A candidatura de
Marcelo Freixo (PSOL) à prefeitura do Rio de Janeiro tem provocado
comoção em setores da juventude e entre aqueles que, identificados
com um ideário progressista, se agastam com práticas políticas
institucionalizadas, tais como a composição de amplas alianças -
inclusive com representantes dos setores mais retrógrados da
sociedade - e compromissos não-oficiais mas efetivos entre o
mandatário e os principais doadores de sua campanha.
Fascínio do novo
Na atual campanha, sua
fala intermediada de resgate de valores éticos, humanistas e sociais
da esquerda – que, não obstante bem ciente da realidade atual,
traz um quê do utopismo de 1968, de buscar a volta do sonho ao
espaço pragmático em que se transformou a política – tem soado
como música aos ouvidos de quem ainda nutre esperanças em seu poder
transformador, mas gostaria de vê-la extirpada do que interpreta
como seus acessórios poluentes: apoio eleitoral trocado por cargos
na administração; aporte financeiro em troca de privilégios,
benesses e eventuais licitações com cartas marcadas; coligações
governistas que sacrificam ou relativizam bandeiras políticas.
Desse modo, mesmo com o
apoio federal de que goza o candidato à reeleição Eduardo Paes –
que tem profundas ligações com os milicianos -, Freixo, que pode vir a ser a grande
novidade da eleição, tem conseguido inclusive “virar”

====

_Partes do exercício_:
1. De acordo com o texto sobre a candidatura de Freixo, a que partido pertence Marcelo Freixo?
2. Dê prosseguimento ao texto sobre a candidatura de Freixo a partir do ponto em que ele se interrompe.
As entradas que vêm a seguir constituem um material independente do texto.

====

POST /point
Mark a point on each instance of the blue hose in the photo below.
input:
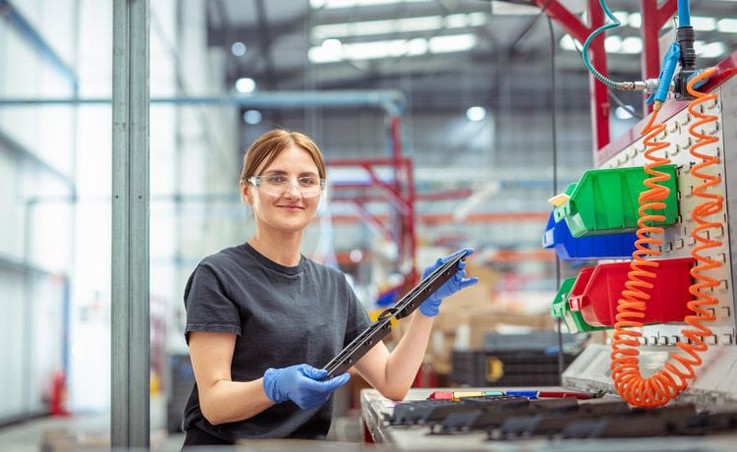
(684, 14)
(597, 32)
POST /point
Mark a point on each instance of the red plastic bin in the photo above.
(597, 291)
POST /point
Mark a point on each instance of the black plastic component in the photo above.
(404, 307)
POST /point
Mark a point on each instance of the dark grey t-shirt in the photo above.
(282, 316)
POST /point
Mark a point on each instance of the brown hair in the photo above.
(268, 146)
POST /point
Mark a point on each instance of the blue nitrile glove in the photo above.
(431, 306)
(300, 384)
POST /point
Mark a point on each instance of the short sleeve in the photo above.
(358, 320)
(208, 307)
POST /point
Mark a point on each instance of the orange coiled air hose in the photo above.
(667, 383)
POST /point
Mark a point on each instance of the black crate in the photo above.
(506, 368)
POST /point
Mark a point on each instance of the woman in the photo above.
(260, 315)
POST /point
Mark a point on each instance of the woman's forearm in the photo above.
(231, 401)
(406, 358)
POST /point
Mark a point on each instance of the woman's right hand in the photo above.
(301, 384)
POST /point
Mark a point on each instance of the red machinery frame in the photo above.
(399, 192)
(654, 16)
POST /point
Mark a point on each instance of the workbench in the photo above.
(374, 408)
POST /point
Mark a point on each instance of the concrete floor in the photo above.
(88, 432)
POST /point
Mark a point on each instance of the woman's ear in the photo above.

====

_Resultados por tarefa_:
1. Ao PSOL.

2.
votos de muitos petistas, agastados com o papel de coadjuvante do
partido no estado.
Limites
da realpolitik
A despeito de se irá
ou não ganhar o pleito, a repercussão que a candidatura de
Freixo vem obtendo ao afirmar recusar tal forma de fazer política
parece captar uma demanda eleitoral à flor da pele, que, ao menos
parcialmente, decorre de um fenômeno identificado em texto recente
pela senadora petista Marta Suplicy, preterida por Lula a favor de
Haddad em São Paulo:
“O modelo 'realpolitik' se esgotou e parece que nem todos estão percebendo (…) eleitores … podem até entender a necessidade das composições, alianças e acordos que se tornaram imprescindíveis no Brasil muito em função do nosso sistema eleitoral, do número de partidos e do quanto tornou-se precioso o tempo de TV (...) Mas quando, pela sua simbologia, ferem os limites do bom-senso e têm a marca do estapafúrdio, tornam-se incompreensíveis para a população e são por ela rechaçadas.”
Sonho versus resignação
Para muito além de
reação movida por despeito – e sem entrar no mérito da recusa da
senadora em fazer campanha para Haddad -, interessa reter de sua
análise um diagnóstico que com relativa facilidade é, hoje em dia,
passível de ser empiricamente atestado através do contato com a
juventude ou com grupos numericamente expressivos de cidadãos e
cidadãs, e que as reações entusiasmadas à candidatura Freixo
corroboram de forma evidente.
Além disso, o texto de
Marta, em sintonia com o diagnóstico que perfaz e mesmo sem citá-la
diretamente, implica numa portentosa crítica à aliança que trouxe
Paulo Maluf e seu PP a bordo da candidatura petista à prefeitura
paulistana.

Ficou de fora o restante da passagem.